Work task 1: In the article on Sandra Rosenthal's Herty Medal, which organization named her the winner of the Charles H. Herty Medal?
Work task 2: Please pick up the article on Sandra Rosenthal's Herty Medal after its last sentence and continue it.

Exercise text:

Rosenthal awarded Herty Medal for achievements in chemistry, STEM education

portrait in lab
Sandra Rosenthal (Vanderbilt University)

Sandra Rosenthal, the Jack and Pamela Egan Professor of Chemistry and director of the Vanderbilt Institute for Nanoscale Science and Engineering, has been named the winner of this year’s Charles H. Herty Medal by the Georgia Section of the American Chemical Society. The award is given to recognize outstanding chemists in the Southeast U.S. who have made significant contributions to their field.

Rosenthal is being recognized for her development of nanocrystal probes for neuroscience and white-light emitting nanocrystals as well as her contributions to improving STEM education across Tennessee.

Items from a data collection:
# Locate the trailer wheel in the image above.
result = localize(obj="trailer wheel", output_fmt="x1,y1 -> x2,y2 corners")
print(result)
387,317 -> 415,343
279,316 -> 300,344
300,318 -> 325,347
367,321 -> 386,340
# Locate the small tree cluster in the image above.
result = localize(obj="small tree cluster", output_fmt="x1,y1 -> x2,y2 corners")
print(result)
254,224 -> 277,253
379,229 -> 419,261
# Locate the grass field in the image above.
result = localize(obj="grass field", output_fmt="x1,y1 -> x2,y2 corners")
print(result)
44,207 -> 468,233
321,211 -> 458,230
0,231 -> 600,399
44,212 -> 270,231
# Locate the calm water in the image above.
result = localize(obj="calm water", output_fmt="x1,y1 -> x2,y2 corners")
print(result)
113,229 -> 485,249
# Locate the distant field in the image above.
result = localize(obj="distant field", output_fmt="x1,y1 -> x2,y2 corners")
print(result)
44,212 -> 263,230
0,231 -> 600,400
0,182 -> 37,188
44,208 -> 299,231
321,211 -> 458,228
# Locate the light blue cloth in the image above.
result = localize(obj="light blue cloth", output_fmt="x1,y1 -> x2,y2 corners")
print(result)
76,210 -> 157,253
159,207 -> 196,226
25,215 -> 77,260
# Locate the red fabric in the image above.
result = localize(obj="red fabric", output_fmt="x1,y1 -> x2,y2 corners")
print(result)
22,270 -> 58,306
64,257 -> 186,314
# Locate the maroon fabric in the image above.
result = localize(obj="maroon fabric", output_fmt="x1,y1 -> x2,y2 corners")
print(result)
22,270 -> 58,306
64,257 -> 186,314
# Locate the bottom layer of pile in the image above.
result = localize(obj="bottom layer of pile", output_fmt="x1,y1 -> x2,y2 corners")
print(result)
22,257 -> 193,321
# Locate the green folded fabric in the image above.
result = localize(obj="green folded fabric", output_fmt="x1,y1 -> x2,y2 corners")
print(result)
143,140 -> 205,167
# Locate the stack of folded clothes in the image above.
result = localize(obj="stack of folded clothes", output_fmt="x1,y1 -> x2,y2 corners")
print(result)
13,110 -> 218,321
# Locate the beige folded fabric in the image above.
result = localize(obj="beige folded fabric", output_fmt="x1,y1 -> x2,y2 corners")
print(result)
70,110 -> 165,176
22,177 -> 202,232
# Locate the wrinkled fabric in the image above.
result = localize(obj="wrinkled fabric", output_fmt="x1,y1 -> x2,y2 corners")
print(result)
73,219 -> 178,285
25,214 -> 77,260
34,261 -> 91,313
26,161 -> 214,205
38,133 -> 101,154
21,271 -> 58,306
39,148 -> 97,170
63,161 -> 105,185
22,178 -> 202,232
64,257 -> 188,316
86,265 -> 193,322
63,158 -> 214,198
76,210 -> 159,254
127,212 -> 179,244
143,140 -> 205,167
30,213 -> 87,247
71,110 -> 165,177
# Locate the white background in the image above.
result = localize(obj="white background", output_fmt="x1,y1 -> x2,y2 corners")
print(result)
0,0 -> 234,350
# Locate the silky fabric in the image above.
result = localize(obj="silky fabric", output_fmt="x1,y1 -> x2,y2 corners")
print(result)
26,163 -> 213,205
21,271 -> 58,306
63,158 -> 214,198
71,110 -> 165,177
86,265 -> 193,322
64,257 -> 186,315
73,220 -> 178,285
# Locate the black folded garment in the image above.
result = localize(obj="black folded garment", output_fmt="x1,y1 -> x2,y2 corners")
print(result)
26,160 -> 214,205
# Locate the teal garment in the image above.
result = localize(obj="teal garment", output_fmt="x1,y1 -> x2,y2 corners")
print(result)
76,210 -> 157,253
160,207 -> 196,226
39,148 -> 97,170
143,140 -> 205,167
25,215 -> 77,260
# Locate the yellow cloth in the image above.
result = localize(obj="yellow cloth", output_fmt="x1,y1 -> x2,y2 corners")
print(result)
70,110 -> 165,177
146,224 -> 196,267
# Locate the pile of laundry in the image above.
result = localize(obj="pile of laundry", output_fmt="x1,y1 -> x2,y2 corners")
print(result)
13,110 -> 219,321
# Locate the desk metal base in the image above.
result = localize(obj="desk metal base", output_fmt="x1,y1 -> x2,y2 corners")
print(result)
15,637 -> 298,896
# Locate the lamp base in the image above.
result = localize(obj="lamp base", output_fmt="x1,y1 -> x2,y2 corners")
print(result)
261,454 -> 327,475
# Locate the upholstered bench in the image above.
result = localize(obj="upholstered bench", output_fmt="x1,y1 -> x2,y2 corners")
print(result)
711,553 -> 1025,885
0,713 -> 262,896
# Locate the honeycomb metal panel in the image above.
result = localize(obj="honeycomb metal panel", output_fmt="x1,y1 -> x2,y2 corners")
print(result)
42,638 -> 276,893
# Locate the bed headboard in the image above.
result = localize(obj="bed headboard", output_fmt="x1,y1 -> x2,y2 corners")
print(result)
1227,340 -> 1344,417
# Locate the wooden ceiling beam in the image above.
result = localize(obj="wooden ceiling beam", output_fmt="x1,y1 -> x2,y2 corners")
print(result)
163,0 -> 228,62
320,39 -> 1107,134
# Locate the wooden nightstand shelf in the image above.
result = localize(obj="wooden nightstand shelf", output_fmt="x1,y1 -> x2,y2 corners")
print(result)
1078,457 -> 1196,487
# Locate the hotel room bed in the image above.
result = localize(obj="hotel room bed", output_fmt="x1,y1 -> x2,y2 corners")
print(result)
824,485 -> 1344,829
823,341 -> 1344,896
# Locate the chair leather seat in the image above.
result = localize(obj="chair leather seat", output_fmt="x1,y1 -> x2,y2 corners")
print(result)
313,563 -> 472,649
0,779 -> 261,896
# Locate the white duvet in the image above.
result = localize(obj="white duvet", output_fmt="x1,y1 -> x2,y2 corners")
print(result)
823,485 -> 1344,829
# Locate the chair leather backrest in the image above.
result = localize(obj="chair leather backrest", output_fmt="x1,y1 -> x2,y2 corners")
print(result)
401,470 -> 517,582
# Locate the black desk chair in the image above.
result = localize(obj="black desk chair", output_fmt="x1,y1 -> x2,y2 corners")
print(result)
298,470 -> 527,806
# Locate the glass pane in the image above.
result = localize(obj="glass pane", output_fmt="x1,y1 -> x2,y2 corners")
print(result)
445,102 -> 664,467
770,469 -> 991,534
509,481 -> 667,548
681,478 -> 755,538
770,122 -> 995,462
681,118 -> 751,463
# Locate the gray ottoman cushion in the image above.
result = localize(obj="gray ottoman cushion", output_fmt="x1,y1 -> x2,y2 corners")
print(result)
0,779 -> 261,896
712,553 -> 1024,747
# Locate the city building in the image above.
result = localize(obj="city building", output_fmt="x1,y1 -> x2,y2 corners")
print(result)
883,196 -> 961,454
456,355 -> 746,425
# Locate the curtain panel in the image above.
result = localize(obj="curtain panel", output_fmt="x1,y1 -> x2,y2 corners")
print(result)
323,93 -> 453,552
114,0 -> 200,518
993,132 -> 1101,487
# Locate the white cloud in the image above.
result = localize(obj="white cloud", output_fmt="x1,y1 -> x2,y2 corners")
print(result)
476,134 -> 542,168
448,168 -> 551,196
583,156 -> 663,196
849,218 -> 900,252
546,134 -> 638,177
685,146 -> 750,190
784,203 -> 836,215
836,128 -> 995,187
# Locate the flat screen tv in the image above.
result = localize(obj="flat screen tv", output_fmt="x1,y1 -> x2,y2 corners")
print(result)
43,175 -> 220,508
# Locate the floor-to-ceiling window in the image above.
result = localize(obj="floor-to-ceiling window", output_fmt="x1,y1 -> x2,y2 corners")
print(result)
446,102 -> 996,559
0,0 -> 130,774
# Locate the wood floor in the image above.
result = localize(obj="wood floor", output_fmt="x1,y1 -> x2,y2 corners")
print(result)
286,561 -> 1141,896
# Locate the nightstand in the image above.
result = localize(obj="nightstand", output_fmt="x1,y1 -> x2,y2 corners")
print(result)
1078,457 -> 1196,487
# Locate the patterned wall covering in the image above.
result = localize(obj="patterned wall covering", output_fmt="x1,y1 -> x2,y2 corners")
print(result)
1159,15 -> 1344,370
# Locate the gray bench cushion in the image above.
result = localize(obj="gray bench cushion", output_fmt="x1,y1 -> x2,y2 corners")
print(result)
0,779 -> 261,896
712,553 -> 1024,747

Reply 1: The Georgia Section of the American Chemical Society.

Reply 2:
Scientific achievements

In order to help neuroscientists better understand how the neurotransmitter serotonin is regulated, Rosenthal developed a fluorescent nanocrystal “tag” that could be attached to a protein molecule that governs serotonin’s movement through the brain. By watching that tag, the researchers were able to identify two different signaling pathways that determined whether serotonin floated freely or anchored to a cell. This could enable scientists studying mental health and brain disorders related to serotonin regulation, such as depression or bipolar disorder, develop more precise target therapies.

The committee also highlighted Rosenthal’s research into white-light emitting nanocrystals, or quantum dots, which could provide the lighting of the future. When tiny fluorescent beads of cadmium selenide are illuminated by an LED, they emit the kind of soft, warm white light that feels most natural to our eyes. In more recent years, Rosenthal has been able to boost their lighting efficiency enough to make them bright enough to compare to some specialty commercial lighting applications, and last year headed a team that developed a way to use them to build more precise lasers. This technology has gone on to inform other research at Vanderbilt as well, most recently in the Department of Civil and Environmental Engineering.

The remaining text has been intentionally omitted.